Goals:
(1) Say whether each statement agrees with the speed-of-gravity discussion, answering yes or no and quoting the deciding words of the text: (a) The correct GR calculation gives c as the speed of gravity. (b) The apparent force from the Sun on the Earth points toward where the Sun was 500 s earlier. (c) The later writer found the math of the linked paper easy to follow.
(2) In the speed-of-gravity discussion, swap "paper" for "article" and write out everything from "http://arxiv.org/abs/gr-qc/9909087" down to "and charged particles.".

When you do the correct GR calculation of the speed of gravity from observations, it comes out to c; as the OP notes, the best current experiments are consistent with that value. So you are right that, if something were to change about the Sun that changed its effect on the Earth, it would take 500 s for the Earth to feel the effect; but that doesn't mean that the apparent "force" from the Sun on the Earth points in the direction the Sun was 500 s ago, because of the velocity and acceleration dependent effects.

Steve Carlip wrote an excellent paper years ago on this subject, which I highly recommend reading:

http://arxiv.org/abs/gr-qc/9909087

This paper gives a more detailed discussion of, and also the math behind, the statements I made above.

Hi
I have been thinking about this phenomenon for awhile and have gone over the linked paper but the math is too advanced to be much help. Could you possibly describe in conseptual terms the principles involved in the explanation. What are the velocity dependent factors that are being exprapolated and how that applies as a hypothetical physical process ??

Having thought about it, it seems to me there is a simple explanation in the case of linear velocity and charged particles.
Regarding a photon , the observed directional vector points to the retarded position due to aberration. But if we consider the wave fronts of the photon as being orthogonal to the emission path then the observed direction is at an angle other than 90deg. to the actual angle of the received wavefront .

Given information:
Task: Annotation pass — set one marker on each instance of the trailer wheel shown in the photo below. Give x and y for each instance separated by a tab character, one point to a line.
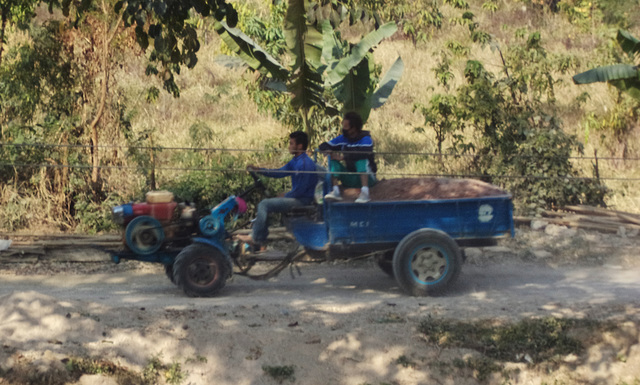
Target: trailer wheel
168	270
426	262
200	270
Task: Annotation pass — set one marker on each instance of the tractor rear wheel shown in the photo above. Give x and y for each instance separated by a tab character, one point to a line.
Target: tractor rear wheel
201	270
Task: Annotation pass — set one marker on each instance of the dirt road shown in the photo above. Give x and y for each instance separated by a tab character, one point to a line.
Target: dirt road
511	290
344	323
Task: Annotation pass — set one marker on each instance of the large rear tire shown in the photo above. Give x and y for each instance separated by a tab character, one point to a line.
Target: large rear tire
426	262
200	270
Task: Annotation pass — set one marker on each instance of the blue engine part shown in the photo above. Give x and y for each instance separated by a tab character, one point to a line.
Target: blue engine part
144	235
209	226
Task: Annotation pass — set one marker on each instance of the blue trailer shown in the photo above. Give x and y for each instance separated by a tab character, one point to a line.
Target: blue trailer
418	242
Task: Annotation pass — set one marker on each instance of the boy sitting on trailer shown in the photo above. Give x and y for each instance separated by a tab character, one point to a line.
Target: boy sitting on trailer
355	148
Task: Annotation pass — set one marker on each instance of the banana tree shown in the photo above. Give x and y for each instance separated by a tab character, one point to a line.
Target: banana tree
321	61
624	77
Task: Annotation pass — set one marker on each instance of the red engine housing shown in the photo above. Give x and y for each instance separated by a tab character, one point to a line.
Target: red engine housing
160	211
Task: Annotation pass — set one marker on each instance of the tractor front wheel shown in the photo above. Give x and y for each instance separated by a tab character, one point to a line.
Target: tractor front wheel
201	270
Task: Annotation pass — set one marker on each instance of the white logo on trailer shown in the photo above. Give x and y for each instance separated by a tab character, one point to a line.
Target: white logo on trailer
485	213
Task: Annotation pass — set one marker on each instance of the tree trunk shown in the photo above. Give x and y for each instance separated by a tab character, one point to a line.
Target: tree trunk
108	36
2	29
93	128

Results for each task:
(1)
(a) Yes: "it comes out to c"
(b) No: "that doesn't mean that the apparent "force" from the Sun on the Earth points in the direction the Sun was 500 s ago"
(c) No: "the math is too advanced to be much help"

(2)
http://arxiv.org/abs/gr-qc/9909087

This article gives a more detailed discussion of, and also the math behind, the statements I made above.

Hi
I have been thinking about this phenomenon for awhile and have gone over the linked article but the math is too advanced to be much help. Could you possibly describe in conseptual terms the principles involved in the explanation. What are the velocity dependent factors that are being exprapolated and how that applies as a hypothetical physical process ??

Having thought about it, it seems to me there is a simple explanation in the case of linear velocity and charged particles.